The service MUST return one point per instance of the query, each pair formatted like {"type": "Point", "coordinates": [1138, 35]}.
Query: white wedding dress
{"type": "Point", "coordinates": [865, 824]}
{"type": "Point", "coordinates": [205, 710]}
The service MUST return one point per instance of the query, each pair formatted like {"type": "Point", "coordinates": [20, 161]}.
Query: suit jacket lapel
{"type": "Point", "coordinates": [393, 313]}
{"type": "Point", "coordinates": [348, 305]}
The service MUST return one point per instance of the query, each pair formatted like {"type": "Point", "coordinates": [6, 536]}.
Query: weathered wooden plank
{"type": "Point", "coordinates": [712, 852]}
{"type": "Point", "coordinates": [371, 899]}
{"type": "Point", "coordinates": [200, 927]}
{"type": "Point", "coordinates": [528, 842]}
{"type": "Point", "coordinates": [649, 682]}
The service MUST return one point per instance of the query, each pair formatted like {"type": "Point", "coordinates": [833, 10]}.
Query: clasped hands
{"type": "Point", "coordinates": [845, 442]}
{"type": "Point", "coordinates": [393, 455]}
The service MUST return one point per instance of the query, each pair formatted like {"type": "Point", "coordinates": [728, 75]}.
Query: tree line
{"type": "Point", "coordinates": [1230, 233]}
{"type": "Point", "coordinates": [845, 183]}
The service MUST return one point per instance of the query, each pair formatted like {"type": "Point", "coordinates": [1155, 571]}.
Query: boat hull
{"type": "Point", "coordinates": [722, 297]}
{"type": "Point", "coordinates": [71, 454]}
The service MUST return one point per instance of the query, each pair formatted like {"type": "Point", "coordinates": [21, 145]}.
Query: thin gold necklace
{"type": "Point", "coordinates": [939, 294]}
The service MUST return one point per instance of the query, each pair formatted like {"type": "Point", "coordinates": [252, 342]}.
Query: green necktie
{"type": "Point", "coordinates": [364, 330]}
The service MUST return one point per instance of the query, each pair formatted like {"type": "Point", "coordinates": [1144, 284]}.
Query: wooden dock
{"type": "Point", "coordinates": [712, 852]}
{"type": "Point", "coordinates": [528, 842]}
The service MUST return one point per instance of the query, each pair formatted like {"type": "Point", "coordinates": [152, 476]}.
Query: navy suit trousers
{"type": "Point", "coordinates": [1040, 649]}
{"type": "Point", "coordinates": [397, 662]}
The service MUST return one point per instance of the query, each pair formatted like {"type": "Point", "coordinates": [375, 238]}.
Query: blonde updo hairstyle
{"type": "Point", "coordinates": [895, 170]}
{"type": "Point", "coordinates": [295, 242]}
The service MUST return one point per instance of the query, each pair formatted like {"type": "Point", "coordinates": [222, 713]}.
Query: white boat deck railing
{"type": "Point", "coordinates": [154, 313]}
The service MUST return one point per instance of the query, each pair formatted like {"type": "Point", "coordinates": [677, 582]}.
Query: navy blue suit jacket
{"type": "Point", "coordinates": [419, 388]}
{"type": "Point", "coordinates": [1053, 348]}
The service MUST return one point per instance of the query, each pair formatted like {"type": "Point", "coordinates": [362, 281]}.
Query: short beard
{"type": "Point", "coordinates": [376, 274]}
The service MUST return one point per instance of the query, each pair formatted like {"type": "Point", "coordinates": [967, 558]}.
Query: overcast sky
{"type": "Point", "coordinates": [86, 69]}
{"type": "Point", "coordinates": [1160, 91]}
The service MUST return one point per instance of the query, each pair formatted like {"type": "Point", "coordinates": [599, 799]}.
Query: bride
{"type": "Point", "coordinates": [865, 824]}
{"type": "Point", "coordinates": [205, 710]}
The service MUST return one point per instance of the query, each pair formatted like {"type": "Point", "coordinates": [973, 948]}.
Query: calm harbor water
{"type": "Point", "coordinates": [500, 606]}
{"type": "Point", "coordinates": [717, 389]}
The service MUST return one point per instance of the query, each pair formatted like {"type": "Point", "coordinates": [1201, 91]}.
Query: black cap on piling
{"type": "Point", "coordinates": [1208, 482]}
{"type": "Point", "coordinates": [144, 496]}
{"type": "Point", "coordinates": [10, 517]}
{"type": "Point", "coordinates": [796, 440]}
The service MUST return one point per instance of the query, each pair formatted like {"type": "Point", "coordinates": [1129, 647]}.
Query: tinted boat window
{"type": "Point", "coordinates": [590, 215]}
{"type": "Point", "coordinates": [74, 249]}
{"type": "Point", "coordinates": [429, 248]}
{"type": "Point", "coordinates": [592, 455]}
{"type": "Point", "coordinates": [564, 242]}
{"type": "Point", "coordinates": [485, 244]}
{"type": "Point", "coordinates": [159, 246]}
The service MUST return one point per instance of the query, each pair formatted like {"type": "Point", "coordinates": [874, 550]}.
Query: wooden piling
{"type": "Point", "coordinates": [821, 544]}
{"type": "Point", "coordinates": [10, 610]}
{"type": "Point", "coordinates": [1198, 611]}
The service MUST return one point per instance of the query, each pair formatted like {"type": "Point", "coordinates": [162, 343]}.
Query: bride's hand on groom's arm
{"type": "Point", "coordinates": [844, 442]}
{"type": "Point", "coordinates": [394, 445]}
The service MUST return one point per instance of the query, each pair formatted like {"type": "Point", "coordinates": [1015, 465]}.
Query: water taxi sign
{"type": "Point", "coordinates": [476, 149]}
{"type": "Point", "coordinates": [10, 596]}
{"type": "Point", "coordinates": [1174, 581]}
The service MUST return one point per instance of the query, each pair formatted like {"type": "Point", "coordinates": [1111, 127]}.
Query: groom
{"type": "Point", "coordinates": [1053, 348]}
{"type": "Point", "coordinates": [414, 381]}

Requirement - Set down the entries above again, word for word.

Exercise output -
The service MUST return one point per instance of the query, each pair formatted like {"type": "Point", "coordinates": [1138, 35]}.
Query: white wedding dress
{"type": "Point", "coordinates": [865, 824]}
{"type": "Point", "coordinates": [205, 710]}
The service MUST return one point per instance of the query, each pair formatted like {"type": "Point", "coordinates": [20, 161]}.
Query: suit jacket lapel
{"type": "Point", "coordinates": [393, 313]}
{"type": "Point", "coordinates": [348, 305]}
The service MUST return one point per instance of the query, each pair formatted like {"type": "Point", "coordinates": [6, 536]}.
Query: weathered wooden plank
{"type": "Point", "coordinates": [712, 852]}
{"type": "Point", "coordinates": [371, 899]}
{"type": "Point", "coordinates": [200, 927]}
{"type": "Point", "coordinates": [528, 842]}
{"type": "Point", "coordinates": [649, 682]}
The service MUST return one point per instance of the query, each pair formatted like {"type": "Point", "coordinates": [833, 10]}.
Query: clasped hands
{"type": "Point", "coordinates": [845, 442]}
{"type": "Point", "coordinates": [393, 455]}
The service MUST return one point per instance of the query, each pair formatted like {"type": "Point", "coordinates": [728, 75]}.
Query: tree line
{"type": "Point", "coordinates": [1230, 233]}
{"type": "Point", "coordinates": [845, 183]}
The service MUST return one point per instance of the query, each pair formatted like {"type": "Point", "coordinates": [1155, 571]}.
Query: boat hull
{"type": "Point", "coordinates": [722, 297]}
{"type": "Point", "coordinates": [71, 454]}
The service MUST return one point per instance of the query, each pair formatted like {"type": "Point", "coordinates": [21, 145]}.
Query: thin gold necklace
{"type": "Point", "coordinates": [939, 294]}
The service MUST return one point per instance of the query, each pair formatted like {"type": "Point", "coordinates": [252, 342]}.
Query: green necktie
{"type": "Point", "coordinates": [364, 330]}
The service MUST return one point per instance of the query, each pair formatted like {"type": "Point", "coordinates": [1144, 284]}.
Query: wooden dock
{"type": "Point", "coordinates": [712, 852]}
{"type": "Point", "coordinates": [528, 842]}
The service MUST return one point per instance of the query, each pair formatted like {"type": "Point", "coordinates": [152, 476]}.
Query: navy suit trousers
{"type": "Point", "coordinates": [1040, 649]}
{"type": "Point", "coordinates": [397, 662]}
The service MUST return one point per instance of the query, each pair formatted like {"type": "Point", "coordinates": [375, 238]}.
Query: blonde updo hairstyle
{"type": "Point", "coordinates": [895, 170]}
{"type": "Point", "coordinates": [295, 242]}
The service MUST return one point per instance of the query, each pair formatted like {"type": "Point", "coordinates": [222, 713]}.
Query: white boat deck railing
{"type": "Point", "coordinates": [154, 313]}
The service MUST return one point per instance of the query, each pair formatted like {"type": "Point", "coordinates": [677, 582]}.
Query: navy blue suit jacket
{"type": "Point", "coordinates": [419, 388]}
{"type": "Point", "coordinates": [1053, 348]}
The service MUST return one point per instance of the query, each pair formatted like {"type": "Point", "coordinates": [362, 281]}.
Query: short beard
{"type": "Point", "coordinates": [376, 274]}
The service MUST return one point per instance of the query, each pair formatted like {"type": "Point", "coordinates": [967, 558]}.
Query: overcast sky
{"type": "Point", "coordinates": [86, 69]}
{"type": "Point", "coordinates": [1160, 91]}
The service MUST return one point per instance of the query, each pair formatted like {"type": "Point", "coordinates": [599, 799]}.
Query: bride
{"type": "Point", "coordinates": [865, 824]}
{"type": "Point", "coordinates": [205, 710]}
The service MUST return one point per instance of the query, each pair formatted like {"type": "Point", "coordinates": [973, 948]}.
Query: calm harbor water
{"type": "Point", "coordinates": [500, 606]}
{"type": "Point", "coordinates": [717, 389]}
The service MUST return one point per instance of the query, each pair formatted like {"type": "Point", "coordinates": [1201, 91]}.
Query: black cap on piling
{"type": "Point", "coordinates": [1208, 482]}
{"type": "Point", "coordinates": [144, 496]}
{"type": "Point", "coordinates": [10, 517]}
{"type": "Point", "coordinates": [796, 440]}
The service MUST return one point per instance of the query, each pair formatted like {"type": "Point", "coordinates": [1129, 647]}.
Query: tinted boat window
{"type": "Point", "coordinates": [590, 215]}
{"type": "Point", "coordinates": [74, 249]}
{"type": "Point", "coordinates": [429, 248]}
{"type": "Point", "coordinates": [592, 455]}
{"type": "Point", "coordinates": [564, 242]}
{"type": "Point", "coordinates": [485, 244]}
{"type": "Point", "coordinates": [159, 246]}
The service MUST return one point per instance of the query, each pair formatted like {"type": "Point", "coordinates": [874, 550]}.
Query: wooden piling
{"type": "Point", "coordinates": [821, 544]}
{"type": "Point", "coordinates": [10, 610]}
{"type": "Point", "coordinates": [1198, 611]}
The service MUST return one point per instance of the query, each pair formatted like {"type": "Point", "coordinates": [162, 343]}.
Query: bride's hand on groom's arm
{"type": "Point", "coordinates": [844, 442]}
{"type": "Point", "coordinates": [394, 445]}
The service MUST return one point per instance of the query, each pair formatted like {"type": "Point", "coordinates": [1015, 465]}.
Query: water taxi sign
{"type": "Point", "coordinates": [476, 149]}
{"type": "Point", "coordinates": [10, 596]}
{"type": "Point", "coordinates": [1174, 581]}
The service MUST return one point per instance of the query, each pair formatted like {"type": "Point", "coordinates": [1111, 127]}.
Query: groom
{"type": "Point", "coordinates": [1053, 348]}
{"type": "Point", "coordinates": [414, 381]}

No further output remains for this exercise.